読売新聞クルマ取材班『自動車産業は生き残れるか』中公新書クラレ、2008年

2008-10-26 00:17:28 | 経済/経営
読売新聞クルマ取材班『自動車産業は生き残れるか』中公新書クラレ、2008年

            

 今年はヘンリー・フォードがデトロイトで自動車の大量生産に乗り出し、最初の1台を完成させてから、
丁度100年目にあたります。また、昨年、我が国のトヨタ自動車は、自動車年間生産台数でGMを抜きトップの座に躍り出ました。自動車に関するトピックスが次々と報道されていますが、自動車産業はいま曲がり角にあります。

 第1章では、トヨタを初めとする日本の自動車産業の強さが分析されています。選び抜かれた技能者の熟練、「慢心」を諫める社訓、財務力の裏づけ、逸早く取り込んだ環境重視の姿勢、「ケイレツ(系列)」の強さ、あくなき探究心(究極の小型車開発)等々。

 しかし、死角があるのです。その分析が第2章です。BRICsで揚がる反撃の狼煙、国内市場の縮小、若者のクルマ離れ、環境問題への対応などです。自動車産業の現状は決して楽観できない状況のようです。

 そして、第3章には今後の可能性の示唆があります。自動運転(パーソナル・ビークル)、安全対策、女性をターゲットとした市場開発、車の魅力の発信。

 資料として「識者座談会」と「トヨタ学」の権威であるアメリカ・ミシガン大学のジェフェリー・ライカー教授へのインタビューが載っています。

 本書は「読売新聞」が2007年9-10月に一面に掲載した記事を基にしたものです。車好きの記者が集まって書いたらしいです。同時に社内の若手記者の発掘も意図したのだそうですが、「社内の若い世代にそれほど車好きが多くない」ことがわかったと書かれていました(p.215)。

伊藤セツ『生活・女性問題をとらえる視点』法律文化社、2008年

2008-10-13 00:08:14 | 経済/経営
伊藤セツ『生活・女性問題をとらえる視点』法律文化社、2008年  
               

 本書の表題は内容と寸部のズレがありません。文字どおり、生活と女性問題を考察する視点を示したものです。

****************

作業依頼:
上の引用文のうち、「2008-10-26 00:17:28 | 経済/経営」から「心(究極の小型車開発)等々。」に至るまでの全文を、一字一句違えずに書き写してください。

提供情報:

****************

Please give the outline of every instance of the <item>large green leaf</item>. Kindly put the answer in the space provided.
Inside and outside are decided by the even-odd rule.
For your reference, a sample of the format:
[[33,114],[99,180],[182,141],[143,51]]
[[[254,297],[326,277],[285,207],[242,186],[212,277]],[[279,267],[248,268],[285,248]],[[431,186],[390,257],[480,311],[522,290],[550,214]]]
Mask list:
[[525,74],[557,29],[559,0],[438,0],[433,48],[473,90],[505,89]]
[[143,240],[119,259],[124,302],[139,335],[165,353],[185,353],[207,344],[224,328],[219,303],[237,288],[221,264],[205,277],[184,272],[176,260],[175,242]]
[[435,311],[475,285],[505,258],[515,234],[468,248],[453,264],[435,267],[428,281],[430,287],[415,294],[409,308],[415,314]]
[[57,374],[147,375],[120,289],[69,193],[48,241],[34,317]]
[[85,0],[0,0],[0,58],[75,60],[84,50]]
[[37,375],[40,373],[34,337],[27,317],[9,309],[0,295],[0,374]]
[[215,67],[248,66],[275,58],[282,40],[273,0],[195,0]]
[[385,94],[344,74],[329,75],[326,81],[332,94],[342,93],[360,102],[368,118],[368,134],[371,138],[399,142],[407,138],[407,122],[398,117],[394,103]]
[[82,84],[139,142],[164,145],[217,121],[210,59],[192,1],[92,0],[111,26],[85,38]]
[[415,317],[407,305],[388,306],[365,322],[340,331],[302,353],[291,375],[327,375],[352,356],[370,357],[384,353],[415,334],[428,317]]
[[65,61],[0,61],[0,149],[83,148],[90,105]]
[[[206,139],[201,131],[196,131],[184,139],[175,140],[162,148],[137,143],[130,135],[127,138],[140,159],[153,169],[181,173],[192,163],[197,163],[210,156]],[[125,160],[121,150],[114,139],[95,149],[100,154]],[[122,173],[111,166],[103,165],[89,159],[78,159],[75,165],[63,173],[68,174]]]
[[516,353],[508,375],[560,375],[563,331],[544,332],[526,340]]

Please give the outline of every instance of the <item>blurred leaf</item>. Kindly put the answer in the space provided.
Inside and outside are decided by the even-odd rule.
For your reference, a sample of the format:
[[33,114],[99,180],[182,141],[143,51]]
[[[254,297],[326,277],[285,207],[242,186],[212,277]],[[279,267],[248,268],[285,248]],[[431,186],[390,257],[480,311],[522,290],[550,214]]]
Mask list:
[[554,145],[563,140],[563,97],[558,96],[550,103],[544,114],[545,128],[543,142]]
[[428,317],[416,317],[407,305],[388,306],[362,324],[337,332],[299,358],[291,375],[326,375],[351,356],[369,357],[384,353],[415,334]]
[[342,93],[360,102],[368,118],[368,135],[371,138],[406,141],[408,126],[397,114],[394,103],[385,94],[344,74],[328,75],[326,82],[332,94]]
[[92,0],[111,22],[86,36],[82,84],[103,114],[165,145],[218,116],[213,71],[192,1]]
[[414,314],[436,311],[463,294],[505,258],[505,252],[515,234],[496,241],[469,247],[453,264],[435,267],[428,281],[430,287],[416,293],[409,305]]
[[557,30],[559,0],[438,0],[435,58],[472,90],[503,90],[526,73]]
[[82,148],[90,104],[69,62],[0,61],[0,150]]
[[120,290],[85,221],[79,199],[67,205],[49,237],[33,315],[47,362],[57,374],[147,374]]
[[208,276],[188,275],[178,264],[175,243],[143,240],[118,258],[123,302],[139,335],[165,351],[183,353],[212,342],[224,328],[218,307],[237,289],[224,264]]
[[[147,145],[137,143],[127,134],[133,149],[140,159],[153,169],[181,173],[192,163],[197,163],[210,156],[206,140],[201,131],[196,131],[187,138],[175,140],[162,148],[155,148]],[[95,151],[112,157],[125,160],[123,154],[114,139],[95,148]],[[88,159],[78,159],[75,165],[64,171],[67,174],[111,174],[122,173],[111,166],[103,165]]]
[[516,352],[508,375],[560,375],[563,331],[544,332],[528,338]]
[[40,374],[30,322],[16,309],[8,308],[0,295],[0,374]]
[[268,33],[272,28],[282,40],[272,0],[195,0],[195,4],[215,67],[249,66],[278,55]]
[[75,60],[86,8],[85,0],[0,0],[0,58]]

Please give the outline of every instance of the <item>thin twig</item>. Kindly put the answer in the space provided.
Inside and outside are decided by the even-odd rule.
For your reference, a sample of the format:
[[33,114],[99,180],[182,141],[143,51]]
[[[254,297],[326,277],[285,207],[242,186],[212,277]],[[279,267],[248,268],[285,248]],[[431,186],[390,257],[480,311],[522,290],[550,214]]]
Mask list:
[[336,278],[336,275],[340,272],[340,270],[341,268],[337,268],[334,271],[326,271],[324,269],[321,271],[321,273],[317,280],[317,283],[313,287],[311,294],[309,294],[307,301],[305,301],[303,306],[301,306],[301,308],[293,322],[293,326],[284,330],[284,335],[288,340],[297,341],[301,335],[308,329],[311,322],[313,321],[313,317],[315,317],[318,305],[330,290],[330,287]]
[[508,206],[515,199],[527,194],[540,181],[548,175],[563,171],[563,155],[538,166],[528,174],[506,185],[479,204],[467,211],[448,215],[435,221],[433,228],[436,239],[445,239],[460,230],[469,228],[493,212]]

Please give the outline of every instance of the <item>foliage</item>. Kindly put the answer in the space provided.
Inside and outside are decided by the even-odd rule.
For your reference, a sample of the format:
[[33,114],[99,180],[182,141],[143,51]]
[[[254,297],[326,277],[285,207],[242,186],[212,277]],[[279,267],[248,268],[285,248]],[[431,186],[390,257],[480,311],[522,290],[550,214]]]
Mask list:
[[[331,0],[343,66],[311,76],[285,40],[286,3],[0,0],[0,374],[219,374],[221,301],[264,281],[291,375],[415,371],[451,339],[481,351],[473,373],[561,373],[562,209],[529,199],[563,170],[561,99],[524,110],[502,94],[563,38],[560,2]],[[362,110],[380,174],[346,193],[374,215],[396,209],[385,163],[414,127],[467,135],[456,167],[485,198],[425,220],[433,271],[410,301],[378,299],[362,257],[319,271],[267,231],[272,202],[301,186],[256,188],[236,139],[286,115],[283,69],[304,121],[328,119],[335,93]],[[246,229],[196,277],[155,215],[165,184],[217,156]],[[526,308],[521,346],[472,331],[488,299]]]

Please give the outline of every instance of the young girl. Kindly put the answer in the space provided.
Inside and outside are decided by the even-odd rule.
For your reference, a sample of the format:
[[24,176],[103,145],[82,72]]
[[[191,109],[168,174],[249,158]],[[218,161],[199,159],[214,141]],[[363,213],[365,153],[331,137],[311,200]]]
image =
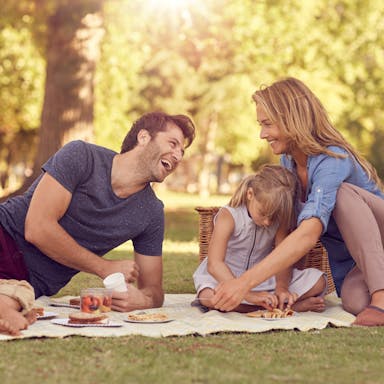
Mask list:
[[[295,176],[279,165],[264,165],[241,182],[217,213],[208,257],[193,275],[202,306],[213,308],[211,298],[219,283],[259,263],[294,228],[298,191]],[[289,268],[253,287],[235,310],[254,310],[257,305],[321,312],[325,290],[321,271]]]
[[357,325],[384,325],[384,191],[375,168],[332,124],[316,95],[286,78],[253,94],[260,138],[294,172],[302,193],[297,228],[262,263],[215,291],[231,310],[249,288],[293,265],[318,239],[345,310]]

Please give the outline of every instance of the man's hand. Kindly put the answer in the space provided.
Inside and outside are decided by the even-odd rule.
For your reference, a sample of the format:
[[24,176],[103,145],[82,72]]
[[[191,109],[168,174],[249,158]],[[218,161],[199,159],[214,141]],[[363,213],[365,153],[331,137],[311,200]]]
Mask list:
[[129,312],[135,309],[153,308],[151,290],[140,290],[128,285],[127,292],[112,293],[112,309],[118,312]]
[[221,282],[215,289],[212,304],[220,311],[232,311],[248,293],[247,286],[240,279],[231,279]]
[[103,268],[100,277],[105,279],[108,275],[115,272],[121,272],[127,283],[134,283],[139,277],[140,269],[133,260],[105,260],[106,265]]
[[245,296],[245,300],[247,300],[247,302],[249,302],[251,304],[264,307],[265,309],[268,309],[269,311],[272,311],[274,308],[276,308],[278,303],[279,303],[276,295],[274,295],[273,293],[266,292],[266,291],[249,292]]
[[292,305],[297,301],[297,293],[291,293],[287,289],[276,287],[275,294],[279,300],[279,309],[282,311],[285,308],[291,308]]

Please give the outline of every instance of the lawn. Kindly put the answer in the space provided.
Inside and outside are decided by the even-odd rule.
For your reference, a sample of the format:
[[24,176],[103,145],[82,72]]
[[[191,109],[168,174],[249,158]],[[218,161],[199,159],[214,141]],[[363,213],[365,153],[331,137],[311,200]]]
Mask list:
[[[227,199],[159,191],[166,209],[164,287],[192,293],[198,263],[197,205]],[[130,245],[110,258],[131,256]],[[59,295],[100,286],[78,274]],[[68,337],[0,342],[0,383],[361,383],[382,384],[383,328],[327,328],[153,339]]]

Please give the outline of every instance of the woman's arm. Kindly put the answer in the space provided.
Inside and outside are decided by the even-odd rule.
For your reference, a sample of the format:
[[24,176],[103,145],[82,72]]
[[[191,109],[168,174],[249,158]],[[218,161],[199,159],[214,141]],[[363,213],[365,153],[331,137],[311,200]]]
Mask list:
[[[276,237],[275,245],[278,246],[288,235],[286,228],[279,228]],[[292,280],[292,266],[283,269],[281,272],[276,273],[276,287],[275,295],[279,301],[279,308],[282,310],[285,306],[291,307],[297,299],[297,295],[289,292],[289,284]]]
[[220,283],[212,302],[216,309],[230,311],[237,307],[252,288],[300,260],[312,249],[322,232],[321,221],[303,220],[265,259],[239,278]]
[[228,241],[235,228],[232,215],[222,208],[215,220],[212,237],[208,248],[208,272],[218,281],[233,279],[232,271],[225,264]]

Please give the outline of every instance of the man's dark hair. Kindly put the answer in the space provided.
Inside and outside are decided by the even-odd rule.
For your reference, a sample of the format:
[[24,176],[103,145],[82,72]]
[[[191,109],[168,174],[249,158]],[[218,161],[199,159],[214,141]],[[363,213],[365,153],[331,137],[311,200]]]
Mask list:
[[185,115],[167,115],[164,112],[150,112],[136,120],[121,145],[120,153],[128,152],[137,145],[137,134],[141,129],[149,132],[153,139],[158,132],[165,131],[168,123],[178,126],[186,139],[185,148],[189,147],[195,138],[195,125]]

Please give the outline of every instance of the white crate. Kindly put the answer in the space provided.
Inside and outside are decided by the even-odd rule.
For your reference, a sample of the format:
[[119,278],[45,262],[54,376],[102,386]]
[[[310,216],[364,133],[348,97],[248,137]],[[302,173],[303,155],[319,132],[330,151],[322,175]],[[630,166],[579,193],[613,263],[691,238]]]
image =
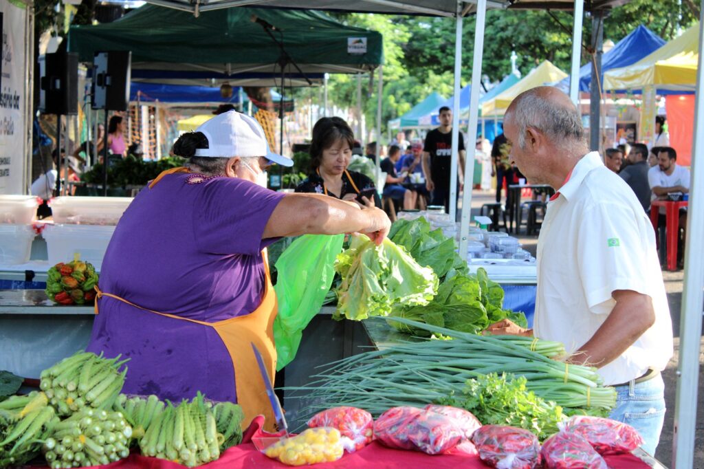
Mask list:
[[36,196],[0,195],[0,223],[31,223],[40,201]]
[[29,225],[0,225],[0,263],[29,262],[34,236]]
[[100,270],[115,227],[94,225],[47,225],[42,232],[46,241],[50,265],[70,262],[78,254]]
[[56,197],[49,201],[55,223],[117,225],[132,197]]

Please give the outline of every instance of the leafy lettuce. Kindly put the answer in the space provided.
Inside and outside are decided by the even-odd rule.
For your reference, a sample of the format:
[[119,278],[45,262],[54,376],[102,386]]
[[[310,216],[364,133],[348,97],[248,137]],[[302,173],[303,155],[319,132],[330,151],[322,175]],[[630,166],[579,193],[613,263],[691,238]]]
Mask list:
[[[428,304],[396,305],[391,315],[473,334],[504,318],[527,327],[522,313],[503,309],[501,286],[489,280],[483,268],[478,269],[476,275],[470,274],[467,263],[455,251],[455,240],[441,230],[431,230],[424,218],[396,222],[389,237],[404,246],[420,265],[432,268],[440,278],[437,295]],[[406,333],[429,335],[427,331],[392,320],[389,322]]]
[[335,270],[342,277],[337,318],[387,316],[394,306],[428,304],[438,289],[433,270],[420,265],[388,238],[377,246],[365,236],[354,237],[349,249],[337,256]]

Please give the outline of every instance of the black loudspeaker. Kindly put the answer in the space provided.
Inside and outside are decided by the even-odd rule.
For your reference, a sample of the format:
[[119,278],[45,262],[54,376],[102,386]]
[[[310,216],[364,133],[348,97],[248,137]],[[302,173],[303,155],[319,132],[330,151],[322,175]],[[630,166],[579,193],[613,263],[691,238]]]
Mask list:
[[130,103],[132,52],[96,52],[93,59],[94,109],[125,111]]
[[47,114],[78,113],[78,54],[58,52],[44,56],[39,85],[39,108]]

****************

出力結果:
2008-10-26 00:17:28 | 経済/経営
読売新聞クルマ取材班『自動車産業は生き残れるか』中公新書クラレ、2008年

            

 今年はヘンリー・フォードがデトロイトで自動車の大量生産に乗り出し、最初の1台を完成させてから、
丁度100年目にあたります。また、昨年、我が国のトヨタ自動車は、自動車年間生産台数でGMを抜きトップの座に躍り出ました。自動車に関するトピックスが次々と報道されていますが、自動車産業はいま曲がり角にあります。

 第1章では、トヨタを初めとする日本の自動車産業の強さが分析されています。選び抜かれた技能者の熟練、「慢心」を諫める社訓、財務力の裏づけ、逸早く取り込んだ環境重視の姿勢、「ケイレツ(系列)」の強さ、あくなき探究心(究極の小型車開発)等々。